● **About this task**
Read the material below. Count the lines containing "help" and give that count alone.

● **Records supplied**
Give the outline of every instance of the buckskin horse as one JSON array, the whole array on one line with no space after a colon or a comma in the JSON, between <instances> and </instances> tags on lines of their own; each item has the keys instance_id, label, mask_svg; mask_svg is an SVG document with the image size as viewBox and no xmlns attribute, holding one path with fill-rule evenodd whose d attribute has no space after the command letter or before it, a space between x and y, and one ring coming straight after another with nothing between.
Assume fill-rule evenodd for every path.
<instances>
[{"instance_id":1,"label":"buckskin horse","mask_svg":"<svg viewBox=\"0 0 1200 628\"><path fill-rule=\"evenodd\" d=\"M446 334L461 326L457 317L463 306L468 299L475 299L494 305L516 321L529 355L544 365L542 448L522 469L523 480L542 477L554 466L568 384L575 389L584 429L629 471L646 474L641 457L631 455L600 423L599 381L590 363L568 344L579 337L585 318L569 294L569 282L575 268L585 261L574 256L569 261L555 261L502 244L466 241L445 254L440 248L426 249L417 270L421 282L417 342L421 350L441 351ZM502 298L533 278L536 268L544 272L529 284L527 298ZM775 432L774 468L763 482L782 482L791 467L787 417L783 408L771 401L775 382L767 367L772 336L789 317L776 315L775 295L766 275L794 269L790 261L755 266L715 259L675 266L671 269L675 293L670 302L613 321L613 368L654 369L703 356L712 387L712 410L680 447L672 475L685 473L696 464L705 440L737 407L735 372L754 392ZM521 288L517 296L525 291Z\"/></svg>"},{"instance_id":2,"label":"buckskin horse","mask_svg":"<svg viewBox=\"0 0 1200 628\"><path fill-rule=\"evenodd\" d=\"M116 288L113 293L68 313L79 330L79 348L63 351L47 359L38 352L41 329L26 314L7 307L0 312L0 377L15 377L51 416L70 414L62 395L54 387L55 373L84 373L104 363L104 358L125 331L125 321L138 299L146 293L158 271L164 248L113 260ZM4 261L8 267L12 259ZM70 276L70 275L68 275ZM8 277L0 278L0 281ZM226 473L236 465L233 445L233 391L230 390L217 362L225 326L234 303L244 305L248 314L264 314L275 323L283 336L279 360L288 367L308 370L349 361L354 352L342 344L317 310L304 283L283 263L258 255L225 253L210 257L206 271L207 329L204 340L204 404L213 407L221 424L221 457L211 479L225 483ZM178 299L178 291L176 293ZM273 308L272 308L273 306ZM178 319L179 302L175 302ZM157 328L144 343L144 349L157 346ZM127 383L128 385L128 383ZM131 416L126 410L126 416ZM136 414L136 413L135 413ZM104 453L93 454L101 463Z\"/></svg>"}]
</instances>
* * *
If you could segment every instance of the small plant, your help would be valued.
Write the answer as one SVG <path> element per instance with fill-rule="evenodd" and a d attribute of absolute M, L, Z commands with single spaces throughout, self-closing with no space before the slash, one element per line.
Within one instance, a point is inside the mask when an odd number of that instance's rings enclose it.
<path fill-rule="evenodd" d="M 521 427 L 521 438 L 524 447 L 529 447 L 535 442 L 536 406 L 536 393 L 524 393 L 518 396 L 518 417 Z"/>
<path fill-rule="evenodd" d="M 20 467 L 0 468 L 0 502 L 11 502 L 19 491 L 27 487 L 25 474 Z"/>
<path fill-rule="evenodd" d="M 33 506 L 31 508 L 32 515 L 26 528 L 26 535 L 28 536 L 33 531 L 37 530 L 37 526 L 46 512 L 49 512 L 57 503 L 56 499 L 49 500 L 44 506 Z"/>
* * *
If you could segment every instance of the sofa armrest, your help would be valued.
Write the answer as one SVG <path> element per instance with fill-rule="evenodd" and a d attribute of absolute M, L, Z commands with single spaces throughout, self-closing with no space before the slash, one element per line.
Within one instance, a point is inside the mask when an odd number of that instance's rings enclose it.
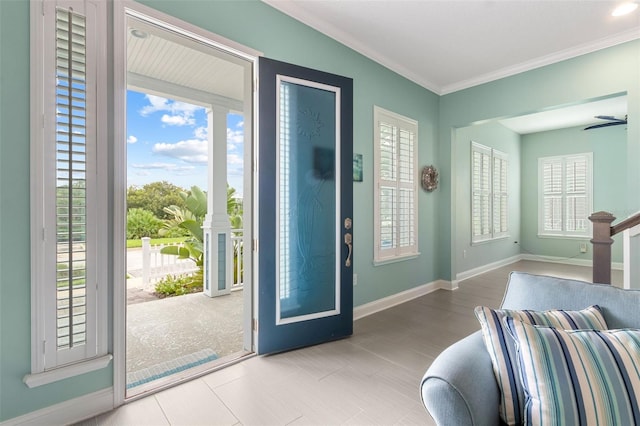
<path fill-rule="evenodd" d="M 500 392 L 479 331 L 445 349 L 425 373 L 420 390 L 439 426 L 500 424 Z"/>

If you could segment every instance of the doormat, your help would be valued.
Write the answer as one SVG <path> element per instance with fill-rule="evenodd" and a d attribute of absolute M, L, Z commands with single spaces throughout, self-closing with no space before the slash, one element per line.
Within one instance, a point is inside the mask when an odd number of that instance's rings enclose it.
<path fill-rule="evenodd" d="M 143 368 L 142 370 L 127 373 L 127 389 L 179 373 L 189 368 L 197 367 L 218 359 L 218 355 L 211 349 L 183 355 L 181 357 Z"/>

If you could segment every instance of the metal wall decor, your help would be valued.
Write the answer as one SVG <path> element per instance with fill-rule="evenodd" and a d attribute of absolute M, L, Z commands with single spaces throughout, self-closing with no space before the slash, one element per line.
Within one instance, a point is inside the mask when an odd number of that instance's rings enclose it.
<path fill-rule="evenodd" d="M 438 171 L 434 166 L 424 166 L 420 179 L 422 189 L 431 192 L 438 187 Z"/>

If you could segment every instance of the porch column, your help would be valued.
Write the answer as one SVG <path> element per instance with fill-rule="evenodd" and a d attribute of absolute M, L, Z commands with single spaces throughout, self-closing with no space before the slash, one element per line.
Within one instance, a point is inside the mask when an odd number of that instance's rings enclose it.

● **Result of this task**
5